== THE INPUT ==
** Begin **

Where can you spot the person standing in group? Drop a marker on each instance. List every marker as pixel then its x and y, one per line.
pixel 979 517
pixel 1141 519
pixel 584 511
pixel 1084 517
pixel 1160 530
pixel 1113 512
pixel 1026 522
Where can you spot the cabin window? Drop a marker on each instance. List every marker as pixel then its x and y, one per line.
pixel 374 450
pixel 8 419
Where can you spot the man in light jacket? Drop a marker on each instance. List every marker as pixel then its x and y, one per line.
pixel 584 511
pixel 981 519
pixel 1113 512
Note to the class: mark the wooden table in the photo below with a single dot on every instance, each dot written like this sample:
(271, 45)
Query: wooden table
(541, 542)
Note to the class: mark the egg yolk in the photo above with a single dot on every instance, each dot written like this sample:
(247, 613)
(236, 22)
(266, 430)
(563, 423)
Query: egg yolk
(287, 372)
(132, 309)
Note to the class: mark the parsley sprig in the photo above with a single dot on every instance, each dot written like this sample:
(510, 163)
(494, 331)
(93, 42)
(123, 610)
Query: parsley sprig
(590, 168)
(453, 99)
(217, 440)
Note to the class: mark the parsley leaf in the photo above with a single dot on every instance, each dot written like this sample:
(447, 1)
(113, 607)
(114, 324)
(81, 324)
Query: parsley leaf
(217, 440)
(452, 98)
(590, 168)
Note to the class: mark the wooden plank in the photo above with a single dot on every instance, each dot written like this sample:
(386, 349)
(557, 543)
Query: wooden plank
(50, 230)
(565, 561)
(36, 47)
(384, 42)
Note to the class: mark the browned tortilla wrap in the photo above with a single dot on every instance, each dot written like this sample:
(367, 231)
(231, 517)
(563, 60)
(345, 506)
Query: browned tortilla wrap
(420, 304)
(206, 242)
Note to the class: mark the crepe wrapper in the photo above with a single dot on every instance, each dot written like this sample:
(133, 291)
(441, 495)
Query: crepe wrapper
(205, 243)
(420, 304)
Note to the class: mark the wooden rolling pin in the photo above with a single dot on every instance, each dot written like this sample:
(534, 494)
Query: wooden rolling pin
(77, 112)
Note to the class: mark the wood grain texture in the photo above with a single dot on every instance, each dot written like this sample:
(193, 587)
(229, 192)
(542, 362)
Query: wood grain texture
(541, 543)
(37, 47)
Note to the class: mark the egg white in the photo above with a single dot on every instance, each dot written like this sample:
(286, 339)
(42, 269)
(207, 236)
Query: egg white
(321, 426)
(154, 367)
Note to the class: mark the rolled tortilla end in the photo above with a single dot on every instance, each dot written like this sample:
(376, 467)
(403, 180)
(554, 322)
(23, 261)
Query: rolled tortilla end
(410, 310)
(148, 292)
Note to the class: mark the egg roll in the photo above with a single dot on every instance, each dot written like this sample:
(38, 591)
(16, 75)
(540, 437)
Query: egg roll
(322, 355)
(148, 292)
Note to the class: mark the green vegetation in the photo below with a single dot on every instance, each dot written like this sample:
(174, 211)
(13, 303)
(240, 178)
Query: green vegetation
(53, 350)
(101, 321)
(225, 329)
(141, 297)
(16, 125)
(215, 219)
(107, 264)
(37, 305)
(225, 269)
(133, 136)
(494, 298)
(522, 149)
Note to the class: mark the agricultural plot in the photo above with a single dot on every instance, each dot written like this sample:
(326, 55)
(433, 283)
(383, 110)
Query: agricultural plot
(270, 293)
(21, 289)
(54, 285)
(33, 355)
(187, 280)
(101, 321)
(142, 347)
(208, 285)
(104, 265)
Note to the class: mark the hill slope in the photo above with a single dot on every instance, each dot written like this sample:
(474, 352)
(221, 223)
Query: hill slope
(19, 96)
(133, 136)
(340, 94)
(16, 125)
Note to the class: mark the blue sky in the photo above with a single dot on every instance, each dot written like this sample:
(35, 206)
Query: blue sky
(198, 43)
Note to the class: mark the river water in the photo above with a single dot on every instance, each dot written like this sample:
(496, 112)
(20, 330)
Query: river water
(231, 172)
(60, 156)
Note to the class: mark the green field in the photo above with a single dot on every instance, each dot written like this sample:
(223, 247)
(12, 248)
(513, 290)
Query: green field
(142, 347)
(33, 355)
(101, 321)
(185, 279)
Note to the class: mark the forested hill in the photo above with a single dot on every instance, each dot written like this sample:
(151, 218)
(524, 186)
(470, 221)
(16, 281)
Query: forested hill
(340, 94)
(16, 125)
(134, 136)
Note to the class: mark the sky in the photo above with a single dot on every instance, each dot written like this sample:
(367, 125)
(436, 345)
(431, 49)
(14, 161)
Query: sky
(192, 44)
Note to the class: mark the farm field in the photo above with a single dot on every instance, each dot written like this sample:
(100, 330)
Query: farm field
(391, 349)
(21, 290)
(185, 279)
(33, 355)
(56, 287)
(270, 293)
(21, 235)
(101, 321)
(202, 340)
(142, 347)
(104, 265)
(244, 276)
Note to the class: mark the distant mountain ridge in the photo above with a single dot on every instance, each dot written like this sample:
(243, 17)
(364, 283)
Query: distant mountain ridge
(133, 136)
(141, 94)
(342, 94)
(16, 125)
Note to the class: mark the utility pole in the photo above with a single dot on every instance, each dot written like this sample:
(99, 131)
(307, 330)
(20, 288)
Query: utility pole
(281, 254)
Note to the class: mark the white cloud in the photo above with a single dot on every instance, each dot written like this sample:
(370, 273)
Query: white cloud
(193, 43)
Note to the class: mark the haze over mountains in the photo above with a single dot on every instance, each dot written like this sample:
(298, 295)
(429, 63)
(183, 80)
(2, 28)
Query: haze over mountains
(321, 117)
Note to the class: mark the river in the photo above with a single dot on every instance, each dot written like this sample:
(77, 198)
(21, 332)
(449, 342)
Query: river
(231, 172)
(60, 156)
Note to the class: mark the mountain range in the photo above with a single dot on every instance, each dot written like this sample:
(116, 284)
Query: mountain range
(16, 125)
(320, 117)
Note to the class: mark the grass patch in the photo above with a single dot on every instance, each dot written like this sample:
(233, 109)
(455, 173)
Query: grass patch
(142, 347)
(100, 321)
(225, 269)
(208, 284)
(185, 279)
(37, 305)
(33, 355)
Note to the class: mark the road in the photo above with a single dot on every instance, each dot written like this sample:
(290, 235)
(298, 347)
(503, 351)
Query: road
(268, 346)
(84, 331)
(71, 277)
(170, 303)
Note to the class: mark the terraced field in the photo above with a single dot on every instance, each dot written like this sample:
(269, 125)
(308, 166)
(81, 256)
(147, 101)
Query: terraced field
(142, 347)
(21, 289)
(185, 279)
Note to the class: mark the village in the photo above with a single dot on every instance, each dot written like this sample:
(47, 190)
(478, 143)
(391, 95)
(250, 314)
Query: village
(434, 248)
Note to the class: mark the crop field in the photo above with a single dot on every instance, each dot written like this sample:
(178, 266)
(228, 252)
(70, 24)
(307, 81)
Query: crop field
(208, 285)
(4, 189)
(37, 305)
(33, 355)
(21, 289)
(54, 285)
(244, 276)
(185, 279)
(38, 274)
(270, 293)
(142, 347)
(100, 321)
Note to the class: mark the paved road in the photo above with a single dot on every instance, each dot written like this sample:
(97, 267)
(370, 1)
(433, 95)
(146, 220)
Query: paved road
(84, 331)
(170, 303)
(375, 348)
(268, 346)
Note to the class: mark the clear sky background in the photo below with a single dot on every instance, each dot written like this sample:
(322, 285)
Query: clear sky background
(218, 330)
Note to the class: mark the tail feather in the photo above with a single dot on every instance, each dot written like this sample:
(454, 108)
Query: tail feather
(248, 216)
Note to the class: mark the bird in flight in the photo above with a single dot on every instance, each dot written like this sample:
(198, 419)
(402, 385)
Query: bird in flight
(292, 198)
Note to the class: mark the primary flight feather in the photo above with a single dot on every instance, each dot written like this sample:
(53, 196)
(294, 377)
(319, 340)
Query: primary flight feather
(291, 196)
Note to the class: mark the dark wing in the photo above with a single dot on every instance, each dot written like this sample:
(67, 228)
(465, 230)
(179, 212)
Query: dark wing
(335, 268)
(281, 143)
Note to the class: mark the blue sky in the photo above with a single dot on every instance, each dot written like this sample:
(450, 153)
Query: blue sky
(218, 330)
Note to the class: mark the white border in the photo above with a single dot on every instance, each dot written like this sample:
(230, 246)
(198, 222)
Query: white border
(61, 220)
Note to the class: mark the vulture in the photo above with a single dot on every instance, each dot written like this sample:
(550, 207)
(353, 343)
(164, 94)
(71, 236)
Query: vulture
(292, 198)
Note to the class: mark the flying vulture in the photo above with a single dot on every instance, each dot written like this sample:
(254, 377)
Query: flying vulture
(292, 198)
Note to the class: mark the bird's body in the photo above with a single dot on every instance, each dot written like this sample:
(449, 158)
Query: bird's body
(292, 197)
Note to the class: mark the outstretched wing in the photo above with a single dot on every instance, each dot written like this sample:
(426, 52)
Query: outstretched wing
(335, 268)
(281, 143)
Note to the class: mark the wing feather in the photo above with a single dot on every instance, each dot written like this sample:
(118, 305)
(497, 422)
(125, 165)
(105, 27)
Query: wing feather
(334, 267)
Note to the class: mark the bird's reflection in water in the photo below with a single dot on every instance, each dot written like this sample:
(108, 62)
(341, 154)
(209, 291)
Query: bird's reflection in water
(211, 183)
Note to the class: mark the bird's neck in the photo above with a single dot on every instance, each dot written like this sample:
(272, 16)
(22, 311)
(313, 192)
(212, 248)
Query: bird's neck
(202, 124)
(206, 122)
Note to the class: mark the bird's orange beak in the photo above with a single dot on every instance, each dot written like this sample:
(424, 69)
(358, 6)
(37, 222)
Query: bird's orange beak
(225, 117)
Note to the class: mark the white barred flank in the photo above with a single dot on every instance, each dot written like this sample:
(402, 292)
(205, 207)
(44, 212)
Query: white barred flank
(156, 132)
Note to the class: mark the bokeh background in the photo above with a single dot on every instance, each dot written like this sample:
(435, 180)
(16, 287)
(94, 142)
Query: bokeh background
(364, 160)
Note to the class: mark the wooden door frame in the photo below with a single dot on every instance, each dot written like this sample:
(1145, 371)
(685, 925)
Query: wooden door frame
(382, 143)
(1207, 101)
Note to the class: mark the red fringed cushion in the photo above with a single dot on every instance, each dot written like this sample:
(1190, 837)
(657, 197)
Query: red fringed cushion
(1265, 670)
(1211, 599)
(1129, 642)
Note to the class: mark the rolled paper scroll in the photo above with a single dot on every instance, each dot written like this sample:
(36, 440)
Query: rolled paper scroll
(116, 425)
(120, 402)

** End **

Can you put each line of the material above, from the line containing "Note to the class: mark the bird's orange" through the last line, inclusive, into a Markdown table with the columns Row and Line, leaving out blank lines?

| Row | Line |
|---|---|
| 1 | Note to the class: mark the bird's orange beak in the photo above with a single dot on every instance, each dot written like this sample: |
| 2 | (424, 69) |
| 3 | (358, 6) |
| 4 | (37, 222) |
| 5 | Query: bird's orange beak |
| 6 | (225, 117) |
| 7 | Note to the class: mark the white barred flank in the photo above with a single dot on every instance, each dot written like this sample: |
| 8 | (402, 292) |
| 9 | (205, 207) |
| 10 | (44, 212) |
| 11 | Query: white barred flank |
| 12 | (156, 132) |
| 13 | Note to the class: mark the bokeh background in the photo above with a single dot on every instance, each dot written like this sample: |
| 14 | (435, 180) |
| 15 | (16, 287) |
| 16 | (94, 142) |
| 17 | Query: bokeh background |
| 18 | (364, 160) |
| 19 | Note to the class: mark the wooden door frame in the photo below with a single dot on every instance, each dot written like this sample: |
| 20 | (1145, 371) |
| 21 | (685, 925) |
| 22 | Query: wooden door frame |
| 23 | (382, 143) |
| 24 | (1207, 101) |
| 25 | Note to the class: mark the red fringed cushion in the photo above with a single dot on every instance, each dot written like this sample: |
| 26 | (1190, 837) |
| 27 | (657, 197) |
| 28 | Query: red fringed cushion |
| 29 | (1265, 670) |
| 30 | (1211, 599) |
| 31 | (1129, 642) |
| 32 | Note to the class: mark the rolled paper scroll in the photo above with a single dot on every instance, each dot written like this sample: |
| 33 | (36, 440) |
| 34 | Query: rolled paper scroll |
| 35 | (116, 425) |
| 36 | (120, 402) |